* Start Records for this task *

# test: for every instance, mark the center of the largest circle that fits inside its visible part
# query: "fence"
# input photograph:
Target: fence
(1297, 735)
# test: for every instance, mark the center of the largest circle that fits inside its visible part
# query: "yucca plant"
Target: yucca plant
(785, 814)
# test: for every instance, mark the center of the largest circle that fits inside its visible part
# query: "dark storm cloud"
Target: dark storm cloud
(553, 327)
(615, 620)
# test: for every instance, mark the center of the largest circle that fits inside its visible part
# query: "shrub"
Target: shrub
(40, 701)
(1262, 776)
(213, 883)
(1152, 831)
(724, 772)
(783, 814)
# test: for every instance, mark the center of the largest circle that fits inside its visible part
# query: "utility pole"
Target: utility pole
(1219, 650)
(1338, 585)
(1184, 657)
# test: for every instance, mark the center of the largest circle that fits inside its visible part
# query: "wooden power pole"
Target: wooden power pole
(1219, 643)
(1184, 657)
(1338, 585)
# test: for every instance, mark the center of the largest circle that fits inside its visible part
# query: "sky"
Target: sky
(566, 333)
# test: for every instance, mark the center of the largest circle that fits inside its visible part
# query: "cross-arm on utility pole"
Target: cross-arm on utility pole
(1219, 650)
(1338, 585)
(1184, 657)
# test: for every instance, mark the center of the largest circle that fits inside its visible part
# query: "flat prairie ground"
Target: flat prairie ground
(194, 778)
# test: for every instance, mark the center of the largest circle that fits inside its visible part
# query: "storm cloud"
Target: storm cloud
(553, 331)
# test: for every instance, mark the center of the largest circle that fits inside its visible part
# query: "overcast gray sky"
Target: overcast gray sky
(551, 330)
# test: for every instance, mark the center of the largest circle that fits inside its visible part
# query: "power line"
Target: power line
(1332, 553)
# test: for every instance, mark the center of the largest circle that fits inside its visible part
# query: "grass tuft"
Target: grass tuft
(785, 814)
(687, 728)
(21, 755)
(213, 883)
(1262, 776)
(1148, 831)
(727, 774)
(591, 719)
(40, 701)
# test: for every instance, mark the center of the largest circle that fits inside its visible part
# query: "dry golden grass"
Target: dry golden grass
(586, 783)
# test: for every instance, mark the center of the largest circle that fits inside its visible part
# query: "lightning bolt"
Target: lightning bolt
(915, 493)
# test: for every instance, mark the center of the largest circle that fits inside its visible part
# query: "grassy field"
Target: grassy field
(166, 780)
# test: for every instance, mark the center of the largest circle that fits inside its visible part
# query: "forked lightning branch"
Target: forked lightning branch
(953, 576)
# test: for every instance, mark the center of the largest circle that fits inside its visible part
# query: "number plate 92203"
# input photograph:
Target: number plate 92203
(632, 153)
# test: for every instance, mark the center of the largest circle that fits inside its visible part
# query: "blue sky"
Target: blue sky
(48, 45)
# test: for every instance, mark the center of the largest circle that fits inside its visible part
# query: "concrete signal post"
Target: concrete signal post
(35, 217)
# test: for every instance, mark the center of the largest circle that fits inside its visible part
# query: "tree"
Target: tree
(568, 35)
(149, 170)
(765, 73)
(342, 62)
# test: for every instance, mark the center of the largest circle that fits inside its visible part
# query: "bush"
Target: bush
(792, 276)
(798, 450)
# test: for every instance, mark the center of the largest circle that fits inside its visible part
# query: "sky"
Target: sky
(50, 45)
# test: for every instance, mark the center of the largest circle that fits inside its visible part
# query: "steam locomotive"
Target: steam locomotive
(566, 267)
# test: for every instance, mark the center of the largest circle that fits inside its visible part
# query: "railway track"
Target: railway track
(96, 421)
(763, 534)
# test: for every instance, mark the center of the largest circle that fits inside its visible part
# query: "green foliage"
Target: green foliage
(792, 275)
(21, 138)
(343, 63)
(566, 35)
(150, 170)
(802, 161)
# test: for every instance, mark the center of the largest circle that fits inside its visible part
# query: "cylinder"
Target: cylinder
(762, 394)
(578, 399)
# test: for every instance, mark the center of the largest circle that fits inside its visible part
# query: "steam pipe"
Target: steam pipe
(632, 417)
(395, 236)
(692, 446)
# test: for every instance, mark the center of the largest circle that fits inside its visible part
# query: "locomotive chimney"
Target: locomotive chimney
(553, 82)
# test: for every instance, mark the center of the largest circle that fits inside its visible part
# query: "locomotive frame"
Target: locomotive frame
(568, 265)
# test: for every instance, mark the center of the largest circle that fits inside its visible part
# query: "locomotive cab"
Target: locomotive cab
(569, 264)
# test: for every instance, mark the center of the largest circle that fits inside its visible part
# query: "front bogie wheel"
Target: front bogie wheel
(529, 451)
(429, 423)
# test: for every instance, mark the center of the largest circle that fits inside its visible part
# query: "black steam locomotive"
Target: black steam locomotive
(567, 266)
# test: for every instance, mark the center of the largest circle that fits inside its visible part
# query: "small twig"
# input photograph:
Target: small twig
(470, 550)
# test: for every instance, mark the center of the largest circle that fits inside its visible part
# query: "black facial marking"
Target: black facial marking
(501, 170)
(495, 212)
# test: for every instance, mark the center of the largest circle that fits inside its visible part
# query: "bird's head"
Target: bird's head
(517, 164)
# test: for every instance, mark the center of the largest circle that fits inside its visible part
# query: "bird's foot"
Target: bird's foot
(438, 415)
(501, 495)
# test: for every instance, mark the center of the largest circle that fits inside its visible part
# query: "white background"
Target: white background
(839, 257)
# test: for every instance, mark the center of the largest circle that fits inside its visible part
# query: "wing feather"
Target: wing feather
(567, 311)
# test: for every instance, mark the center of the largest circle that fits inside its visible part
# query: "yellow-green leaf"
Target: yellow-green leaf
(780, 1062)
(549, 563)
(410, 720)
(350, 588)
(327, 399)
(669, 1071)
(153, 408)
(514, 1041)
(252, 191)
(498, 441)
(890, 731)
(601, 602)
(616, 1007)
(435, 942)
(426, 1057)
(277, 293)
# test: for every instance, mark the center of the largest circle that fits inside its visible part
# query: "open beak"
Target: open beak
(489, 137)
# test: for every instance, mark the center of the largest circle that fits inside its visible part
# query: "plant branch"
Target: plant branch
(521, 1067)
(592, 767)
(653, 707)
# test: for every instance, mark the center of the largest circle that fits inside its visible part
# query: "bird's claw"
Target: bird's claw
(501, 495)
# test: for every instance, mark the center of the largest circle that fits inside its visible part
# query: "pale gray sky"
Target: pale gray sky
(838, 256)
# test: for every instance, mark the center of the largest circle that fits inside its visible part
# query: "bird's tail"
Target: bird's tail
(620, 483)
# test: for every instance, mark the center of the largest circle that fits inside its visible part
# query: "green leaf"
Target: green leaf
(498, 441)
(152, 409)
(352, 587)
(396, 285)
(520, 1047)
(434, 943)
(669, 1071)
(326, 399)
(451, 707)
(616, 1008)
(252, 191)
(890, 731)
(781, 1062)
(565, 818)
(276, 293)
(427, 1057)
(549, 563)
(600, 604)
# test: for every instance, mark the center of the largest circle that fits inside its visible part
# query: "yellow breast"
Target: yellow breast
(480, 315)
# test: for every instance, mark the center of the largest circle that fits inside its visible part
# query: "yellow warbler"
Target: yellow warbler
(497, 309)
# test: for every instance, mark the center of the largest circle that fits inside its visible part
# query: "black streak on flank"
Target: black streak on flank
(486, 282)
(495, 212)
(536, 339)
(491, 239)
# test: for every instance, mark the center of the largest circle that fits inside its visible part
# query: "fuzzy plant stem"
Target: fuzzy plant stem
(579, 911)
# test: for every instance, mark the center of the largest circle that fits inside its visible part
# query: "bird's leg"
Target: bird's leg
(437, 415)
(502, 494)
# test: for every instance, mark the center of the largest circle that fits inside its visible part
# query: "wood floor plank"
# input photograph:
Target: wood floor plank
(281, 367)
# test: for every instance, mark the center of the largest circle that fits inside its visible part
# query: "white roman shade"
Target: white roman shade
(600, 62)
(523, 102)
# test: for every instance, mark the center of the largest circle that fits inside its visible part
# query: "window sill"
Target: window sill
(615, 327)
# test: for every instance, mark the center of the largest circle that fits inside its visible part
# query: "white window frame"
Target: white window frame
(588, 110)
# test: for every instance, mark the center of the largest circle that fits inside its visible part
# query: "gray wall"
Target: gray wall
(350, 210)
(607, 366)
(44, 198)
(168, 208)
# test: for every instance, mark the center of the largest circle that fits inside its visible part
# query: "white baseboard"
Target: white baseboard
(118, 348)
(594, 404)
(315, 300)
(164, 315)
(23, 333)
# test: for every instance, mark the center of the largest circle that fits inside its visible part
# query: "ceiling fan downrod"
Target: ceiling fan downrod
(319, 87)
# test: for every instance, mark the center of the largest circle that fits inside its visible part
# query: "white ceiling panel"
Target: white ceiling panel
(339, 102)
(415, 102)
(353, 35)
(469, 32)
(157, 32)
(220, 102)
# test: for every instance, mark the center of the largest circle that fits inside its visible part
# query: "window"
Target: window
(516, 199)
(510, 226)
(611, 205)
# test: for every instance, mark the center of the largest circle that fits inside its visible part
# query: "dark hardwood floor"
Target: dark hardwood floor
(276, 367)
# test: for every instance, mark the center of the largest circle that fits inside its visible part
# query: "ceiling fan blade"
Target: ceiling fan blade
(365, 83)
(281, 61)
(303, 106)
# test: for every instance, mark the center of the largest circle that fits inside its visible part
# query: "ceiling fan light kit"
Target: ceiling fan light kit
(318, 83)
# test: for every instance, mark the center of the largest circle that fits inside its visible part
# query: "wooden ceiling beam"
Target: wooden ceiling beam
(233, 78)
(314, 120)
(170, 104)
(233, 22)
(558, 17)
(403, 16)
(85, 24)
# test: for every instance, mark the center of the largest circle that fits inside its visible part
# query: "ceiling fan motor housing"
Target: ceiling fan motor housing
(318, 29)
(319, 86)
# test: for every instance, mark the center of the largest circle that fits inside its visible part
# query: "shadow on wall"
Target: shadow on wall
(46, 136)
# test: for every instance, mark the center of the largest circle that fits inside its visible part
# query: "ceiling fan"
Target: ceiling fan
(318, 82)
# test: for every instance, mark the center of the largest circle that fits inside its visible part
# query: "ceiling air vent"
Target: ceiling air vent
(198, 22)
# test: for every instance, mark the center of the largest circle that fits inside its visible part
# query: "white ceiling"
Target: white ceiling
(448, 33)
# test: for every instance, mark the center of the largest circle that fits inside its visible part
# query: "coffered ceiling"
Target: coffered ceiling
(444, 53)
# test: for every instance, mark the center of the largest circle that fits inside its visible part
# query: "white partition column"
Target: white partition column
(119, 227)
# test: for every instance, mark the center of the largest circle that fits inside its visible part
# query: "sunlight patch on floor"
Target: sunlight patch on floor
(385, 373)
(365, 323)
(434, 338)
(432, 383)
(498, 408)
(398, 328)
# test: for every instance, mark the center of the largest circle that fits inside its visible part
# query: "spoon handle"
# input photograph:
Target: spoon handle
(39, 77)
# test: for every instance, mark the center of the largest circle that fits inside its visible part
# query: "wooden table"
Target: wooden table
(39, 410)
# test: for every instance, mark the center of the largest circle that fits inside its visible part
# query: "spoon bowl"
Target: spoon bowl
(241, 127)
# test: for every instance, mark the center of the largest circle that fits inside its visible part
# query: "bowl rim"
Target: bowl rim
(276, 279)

* End Records for this task *

# Short problem
Please display each line of the data above that contains the string "bird", treating uppercase and lowercase as different.

# Solution to the problem
# query: "bird's head"
Target: bird's head
# query: "bird's foot"
Target: bird's foot
# query: "bird's claw"
Target: bird's claw
# query: "bird's tail"
Target: bird's tail
# query: "bird's leg"
Target: bird's leg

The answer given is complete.